Reproduce all the entries precisely.

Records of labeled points

--- START ---

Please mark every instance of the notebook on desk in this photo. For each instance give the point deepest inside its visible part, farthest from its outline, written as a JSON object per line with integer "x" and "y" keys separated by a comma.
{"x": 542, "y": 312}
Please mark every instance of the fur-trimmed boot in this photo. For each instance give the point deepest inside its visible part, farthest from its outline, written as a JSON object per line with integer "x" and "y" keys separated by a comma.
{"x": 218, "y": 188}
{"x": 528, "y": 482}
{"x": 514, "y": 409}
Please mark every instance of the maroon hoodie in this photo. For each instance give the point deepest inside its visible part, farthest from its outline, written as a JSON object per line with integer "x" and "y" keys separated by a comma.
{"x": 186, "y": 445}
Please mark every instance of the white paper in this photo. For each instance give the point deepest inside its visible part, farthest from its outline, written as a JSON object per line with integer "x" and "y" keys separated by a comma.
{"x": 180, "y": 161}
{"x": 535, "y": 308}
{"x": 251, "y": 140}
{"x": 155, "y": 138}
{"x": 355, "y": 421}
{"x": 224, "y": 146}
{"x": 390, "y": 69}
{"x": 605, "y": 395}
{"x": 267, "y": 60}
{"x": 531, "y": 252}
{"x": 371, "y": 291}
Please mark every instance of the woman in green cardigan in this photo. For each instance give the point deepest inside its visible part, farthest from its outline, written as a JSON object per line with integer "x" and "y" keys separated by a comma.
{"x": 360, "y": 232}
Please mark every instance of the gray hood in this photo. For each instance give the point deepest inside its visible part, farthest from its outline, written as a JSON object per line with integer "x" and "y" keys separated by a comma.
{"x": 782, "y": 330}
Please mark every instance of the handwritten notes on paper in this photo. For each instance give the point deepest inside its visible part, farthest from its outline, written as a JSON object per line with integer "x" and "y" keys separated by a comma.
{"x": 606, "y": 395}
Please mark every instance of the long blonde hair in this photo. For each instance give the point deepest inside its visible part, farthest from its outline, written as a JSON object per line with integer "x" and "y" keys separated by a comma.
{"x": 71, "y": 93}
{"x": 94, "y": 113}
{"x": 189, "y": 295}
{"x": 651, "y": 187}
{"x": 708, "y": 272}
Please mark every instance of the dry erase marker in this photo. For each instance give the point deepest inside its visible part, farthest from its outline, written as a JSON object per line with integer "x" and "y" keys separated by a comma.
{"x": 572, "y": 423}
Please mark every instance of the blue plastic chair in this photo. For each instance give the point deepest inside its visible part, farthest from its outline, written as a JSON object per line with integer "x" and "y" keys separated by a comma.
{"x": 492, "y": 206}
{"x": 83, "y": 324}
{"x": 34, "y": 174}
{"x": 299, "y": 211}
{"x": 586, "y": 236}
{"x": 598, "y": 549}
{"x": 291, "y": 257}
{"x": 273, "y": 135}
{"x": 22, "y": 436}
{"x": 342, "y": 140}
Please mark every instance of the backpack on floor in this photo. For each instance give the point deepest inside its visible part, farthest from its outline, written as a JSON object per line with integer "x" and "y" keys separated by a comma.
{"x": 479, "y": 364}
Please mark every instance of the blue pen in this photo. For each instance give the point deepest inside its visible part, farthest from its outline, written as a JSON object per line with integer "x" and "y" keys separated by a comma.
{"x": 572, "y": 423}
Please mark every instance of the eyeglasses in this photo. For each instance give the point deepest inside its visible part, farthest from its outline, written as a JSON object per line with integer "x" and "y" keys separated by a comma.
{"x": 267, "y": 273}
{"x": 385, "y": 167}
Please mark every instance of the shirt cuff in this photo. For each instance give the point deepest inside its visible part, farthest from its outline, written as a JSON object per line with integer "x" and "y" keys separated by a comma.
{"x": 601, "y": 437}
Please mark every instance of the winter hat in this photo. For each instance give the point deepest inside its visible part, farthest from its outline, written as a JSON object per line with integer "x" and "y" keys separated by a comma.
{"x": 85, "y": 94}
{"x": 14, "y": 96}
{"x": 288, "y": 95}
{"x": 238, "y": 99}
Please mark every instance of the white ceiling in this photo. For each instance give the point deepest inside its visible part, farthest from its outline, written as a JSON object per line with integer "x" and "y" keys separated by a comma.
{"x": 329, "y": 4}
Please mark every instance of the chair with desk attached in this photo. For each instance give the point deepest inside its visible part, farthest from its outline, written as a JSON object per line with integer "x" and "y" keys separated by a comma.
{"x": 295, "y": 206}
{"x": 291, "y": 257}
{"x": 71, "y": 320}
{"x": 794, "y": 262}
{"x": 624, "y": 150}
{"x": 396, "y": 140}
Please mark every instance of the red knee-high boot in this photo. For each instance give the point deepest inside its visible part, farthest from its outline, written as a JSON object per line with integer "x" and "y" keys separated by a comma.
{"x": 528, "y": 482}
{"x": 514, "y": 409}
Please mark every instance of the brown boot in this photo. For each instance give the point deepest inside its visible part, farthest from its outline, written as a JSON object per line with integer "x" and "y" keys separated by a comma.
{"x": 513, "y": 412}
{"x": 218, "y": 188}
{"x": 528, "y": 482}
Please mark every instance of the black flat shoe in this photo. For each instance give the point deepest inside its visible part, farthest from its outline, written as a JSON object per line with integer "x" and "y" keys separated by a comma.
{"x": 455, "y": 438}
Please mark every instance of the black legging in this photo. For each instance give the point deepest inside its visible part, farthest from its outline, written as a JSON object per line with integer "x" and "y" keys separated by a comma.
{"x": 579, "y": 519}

--- END ---

→ **Solution for this task**
Please mark every instance of the notebook on desk in this photo. For each instance give the point deepest inside its visible part, farthest from its outline, written as a JSON object per line with integer "x" and "y" keys separated by a comma.
{"x": 542, "y": 312}
Please mark every instance of the fur-trimmed boot in this photo. For each instance give the point deepest inside its visible part, farthest from its outline, written as a JSON object per line with integer "x" and "y" keys separated by a comma.
{"x": 218, "y": 188}
{"x": 528, "y": 482}
{"x": 514, "y": 409}
Please mark every instance of the maroon hoodie in this photo. For each instance give the point deepest inside its visible part, farthest from its outline, written as a JSON object per line with integer "x" and "y" keys separated by a comma.
{"x": 186, "y": 445}
Please mark every instance of the white paper in this photo. For each instance give the point deepest inside its visible part, farthest from its outline, written as a JSON object per line with integer "x" and "y" keys separated by a comma.
{"x": 180, "y": 161}
{"x": 535, "y": 308}
{"x": 251, "y": 140}
{"x": 155, "y": 138}
{"x": 355, "y": 421}
{"x": 224, "y": 146}
{"x": 390, "y": 69}
{"x": 605, "y": 395}
{"x": 267, "y": 60}
{"x": 531, "y": 252}
{"x": 371, "y": 291}
Please mark every instance of the woman in green cardigan in this photo. For each instance give the point deepest inside its visible part, farthest from its outline, written as a JSON object per line with integer "x" and "y" keys separated by a comma.
{"x": 360, "y": 232}
Please mark every instance of the gray hood in this photo. For each instance give the point deepest inside its visible part, farthest from its outline, written as a JSON object per line with integer "x" and "y" keys separated by a comma.
{"x": 782, "y": 330}
Please mark every instance of the handwritten notes on paper in this photo. For each instance give the point deepest inside its visible part, farthest from its outline, written as a JSON object per line with integer "x" and "y" keys separated by a comma.
{"x": 606, "y": 395}
Please mark every instance of the long blonde hair in this photo. For each instance give the point deepest inside its visible part, farthest from its outline, written as a JSON object per line with integer "x" and "y" keys separated by a comma.
{"x": 71, "y": 93}
{"x": 94, "y": 113}
{"x": 189, "y": 295}
{"x": 651, "y": 187}
{"x": 708, "y": 272}
Please mark every instance of the dry erase marker in this photo. For each instance give the point deepest inside its visible part, farthest from its outline, written as a JSON object per line with integer "x" and "y" keys separated by a comma.
{"x": 572, "y": 423}
Please mark every instance of the blue plastic chair in this photo. For each instance give the point deepest inside its visible part, farthest from its outline, written as a JSON object per line with integer "x" and "y" keys separated by a comma.
{"x": 492, "y": 206}
{"x": 83, "y": 324}
{"x": 34, "y": 174}
{"x": 299, "y": 211}
{"x": 586, "y": 236}
{"x": 598, "y": 549}
{"x": 291, "y": 257}
{"x": 273, "y": 135}
{"x": 22, "y": 436}
{"x": 342, "y": 140}
Please mark every instance of the backpack on floor in this photo. For each instance give the point deepest inside its visible part, farthest from its outline, written as a JSON object per line with integer "x" and "y" keys separated by a comma.
{"x": 479, "y": 364}
Please mark every instance of the blue pen in this photo. For each instance give the point deepest inside its visible part, farthest from its outline, written as a JSON object per line with integer "x" and "y" keys separated by a comma.
{"x": 572, "y": 423}
Please mark every instance of the eyeglasses in this photo. For each instance give the point deepest inside its visible part, farthest from its outline, written as a JSON object per line with integer "x" and "y" keys separated by a comma.
{"x": 267, "y": 273}
{"x": 385, "y": 167}
Please mark every instance of the shirt cuff in this photo. For each instance give the point deepest inside its visible part, farthest from its outline, written as a JSON object per line with integer "x" and "y" keys separated by a comma.
{"x": 601, "y": 437}
Please mark every instance of the winter hat in this photo. For each instance give the point deepest inside its visible part, farthest from its outline, written as a JSON object per line with integer "x" and "y" keys separated by a comma.
{"x": 85, "y": 94}
{"x": 14, "y": 96}
{"x": 288, "y": 95}
{"x": 238, "y": 99}
Please mark every instance of the white ceiling in this photo. For each instance give the point deepest inside its visible part, farthest from its outline, written as a JSON object per line with integer "x" and "y" keys separated by a comma.
{"x": 329, "y": 4}
Please mark every instance of the chair with desk attached in this photo. For each instance give the point deepest inside its visible part, farthest from its outline, written as a JSON object per line with integer "x" and "y" keys separated by a comma.
{"x": 295, "y": 206}
{"x": 291, "y": 257}
{"x": 71, "y": 320}
{"x": 794, "y": 262}
{"x": 624, "y": 150}
{"x": 396, "y": 140}
Please mark every instance of the red knee-high boot in this photo. For each instance give the point deepest inside its visible part, farthest from its outline, written as a JSON object per line with integer "x" and "y" keys separated by a comma.
{"x": 528, "y": 482}
{"x": 514, "y": 409}
Please mark every instance of the brown boot in this photo. For each instance give the point deepest inside its visible part, farthest from its outline, written as a JSON object per line with integer "x" and "y" keys separated by a comma.
{"x": 513, "y": 412}
{"x": 218, "y": 188}
{"x": 528, "y": 482}
Please mark every instance of the black flat shoe in this photo. For each instance give the point deepest inside its visible part, farthest from its outline, written as a JSON object per line with integer "x" and "y" keys separated by a comma.
{"x": 455, "y": 438}
Please mark every instance of the black legging in this photo. For each instance give the point deepest inside its visible part, farthest from its outline, written as a JSON object per line with integer "x" and "y" keys separated by a comma.
{"x": 579, "y": 519}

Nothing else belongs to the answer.